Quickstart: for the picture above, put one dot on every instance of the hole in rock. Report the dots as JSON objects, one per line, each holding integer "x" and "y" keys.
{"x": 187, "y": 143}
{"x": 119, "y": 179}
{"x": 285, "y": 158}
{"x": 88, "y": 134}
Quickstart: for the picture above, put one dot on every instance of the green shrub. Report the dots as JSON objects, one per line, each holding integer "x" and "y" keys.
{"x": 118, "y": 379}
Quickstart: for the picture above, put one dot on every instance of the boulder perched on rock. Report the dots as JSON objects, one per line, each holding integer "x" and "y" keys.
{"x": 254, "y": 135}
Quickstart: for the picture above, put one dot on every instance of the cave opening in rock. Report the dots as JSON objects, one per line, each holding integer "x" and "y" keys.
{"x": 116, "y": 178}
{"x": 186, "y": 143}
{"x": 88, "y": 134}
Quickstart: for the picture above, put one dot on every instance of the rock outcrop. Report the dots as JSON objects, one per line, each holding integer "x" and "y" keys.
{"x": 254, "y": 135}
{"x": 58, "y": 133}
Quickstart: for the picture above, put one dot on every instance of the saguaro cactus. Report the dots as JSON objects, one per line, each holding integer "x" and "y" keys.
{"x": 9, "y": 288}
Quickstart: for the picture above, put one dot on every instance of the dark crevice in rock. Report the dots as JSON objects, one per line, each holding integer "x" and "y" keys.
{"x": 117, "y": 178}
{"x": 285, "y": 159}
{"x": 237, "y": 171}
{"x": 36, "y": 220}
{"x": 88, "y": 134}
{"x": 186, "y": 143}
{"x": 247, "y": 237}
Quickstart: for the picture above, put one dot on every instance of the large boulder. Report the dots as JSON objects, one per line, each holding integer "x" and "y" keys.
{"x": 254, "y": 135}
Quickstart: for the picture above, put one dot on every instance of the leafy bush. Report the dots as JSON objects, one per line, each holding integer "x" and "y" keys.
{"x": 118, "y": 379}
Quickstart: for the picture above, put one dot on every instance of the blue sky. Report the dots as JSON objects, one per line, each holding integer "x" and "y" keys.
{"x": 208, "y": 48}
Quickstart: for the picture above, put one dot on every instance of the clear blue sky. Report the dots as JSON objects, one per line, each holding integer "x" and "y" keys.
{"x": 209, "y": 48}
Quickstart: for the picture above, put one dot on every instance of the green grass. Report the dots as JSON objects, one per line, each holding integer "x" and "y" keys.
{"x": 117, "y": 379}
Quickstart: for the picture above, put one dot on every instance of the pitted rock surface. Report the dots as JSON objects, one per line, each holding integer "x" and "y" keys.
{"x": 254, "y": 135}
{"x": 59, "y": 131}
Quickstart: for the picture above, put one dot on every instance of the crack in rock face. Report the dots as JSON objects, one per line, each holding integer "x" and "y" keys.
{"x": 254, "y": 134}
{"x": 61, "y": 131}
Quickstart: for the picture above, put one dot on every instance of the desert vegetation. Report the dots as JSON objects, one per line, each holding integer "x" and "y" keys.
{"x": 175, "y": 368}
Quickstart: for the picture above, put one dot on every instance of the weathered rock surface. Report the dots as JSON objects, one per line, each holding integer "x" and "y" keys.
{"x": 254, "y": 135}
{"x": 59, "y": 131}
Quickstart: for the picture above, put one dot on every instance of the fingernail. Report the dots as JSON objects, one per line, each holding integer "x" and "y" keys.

▸ EXERCISE REQUIREMENTS
Return each record exactly as given.

▸ WRITTEN REPLY
Quickstart: for the picture above, put one dot on every instance of the hole in rock. Report the dots as JSON objects, one per line, each holding integer "x" and "y" keys.
{"x": 187, "y": 143}
{"x": 119, "y": 179}
{"x": 285, "y": 158}
{"x": 88, "y": 134}
Quickstart: for the picture above, put one dot on every instance of the green shrub. Report the dots as JSON objects, one per line, each holding integer "x" and "y" keys.
{"x": 118, "y": 379}
Quickstart: for the picture above, put one dot on every instance of the boulder perched on rock. Report the dots as JSON objects, one per line, each holding integer "x" and "y" keys.
{"x": 254, "y": 135}
Quickstart: for the picture above, put one dot on every instance of the cave opening in rock. Report the dots as JSON objects, one per line, each holding integer "x" and "y" keys.
{"x": 116, "y": 178}
{"x": 186, "y": 143}
{"x": 88, "y": 134}
Quickstart: for the picture above, put one dot on every instance of the rock outcrop. Report the dots as JSON objects, one per line, each holding integer "x" and "y" keys.
{"x": 254, "y": 135}
{"x": 58, "y": 133}
Quickstart: for the picture above, put one dot on every instance of the saguaro cactus. Report the dots as JSON objects, one per line, each holding integer "x" and "y" keys.
{"x": 9, "y": 288}
Quickstart: for the picture above, put one dot on every instance of the dark crevice in rock. Report the dots as JSON objects, one per line, each holding integer "x" and "y" keys.
{"x": 117, "y": 178}
{"x": 285, "y": 159}
{"x": 237, "y": 171}
{"x": 36, "y": 220}
{"x": 88, "y": 134}
{"x": 186, "y": 143}
{"x": 247, "y": 237}
Quickstart: for the picture above, put one dot on every instance of the large boulder. Report the dots as JSON objects, one per line, each holding integer "x" and "y" keys.
{"x": 254, "y": 135}
Quickstart: for the picture above, put one dot on every instance of the leafy bush. Report the dots as JSON objects, one per line, each holding integer "x" and "y" keys.
{"x": 118, "y": 379}
Quickstart: for the picture above, put one dot on every instance of the blue sky. Report the dots as JSON objects, one per line, each holding integer "x" and "y" keys.
{"x": 208, "y": 48}
Quickstart: for the picture above, put one dot on every instance of the clear blue sky. Report the dots as JSON objects, one per line, each holding integer "x" and "y" keys.
{"x": 209, "y": 48}
Quickstart: for the picture above, put one dot on every instance of the green grass. Report the dots as JSON objects, one per line, each holding integer "x" and "y" keys.
{"x": 117, "y": 379}
Quickstart: for the picture above, put one dot on every instance of the pitted rock surface. Report the dots as JSON objects, one per line, each holding integer "x" and "y" keys.
{"x": 254, "y": 135}
{"x": 59, "y": 131}
Quickstart: for the picture above, put one dot on every instance of the crack in rock face. Report the dots as JSON objects, one per line, each holding integer "x" and "y" keys.
{"x": 254, "y": 134}
{"x": 61, "y": 131}
Quickstart: for the picture above, put one dot on every instance of the desert vegetation. Report the dots as JSON objects, one per line, each holding integer "x" and "y" keys.
{"x": 175, "y": 368}
Quickstart: for the picture above, put one dot on every instance of the weathered rock surface. Report the dots as JSON objects, one per line, each holding integer "x" and "y" keys.
{"x": 254, "y": 135}
{"x": 59, "y": 131}
Quickstart: for the picture above, put one dot on every instance of the fingernail. Report the dots as JSON objects, one per line, each holding integer "x" and "y" keys.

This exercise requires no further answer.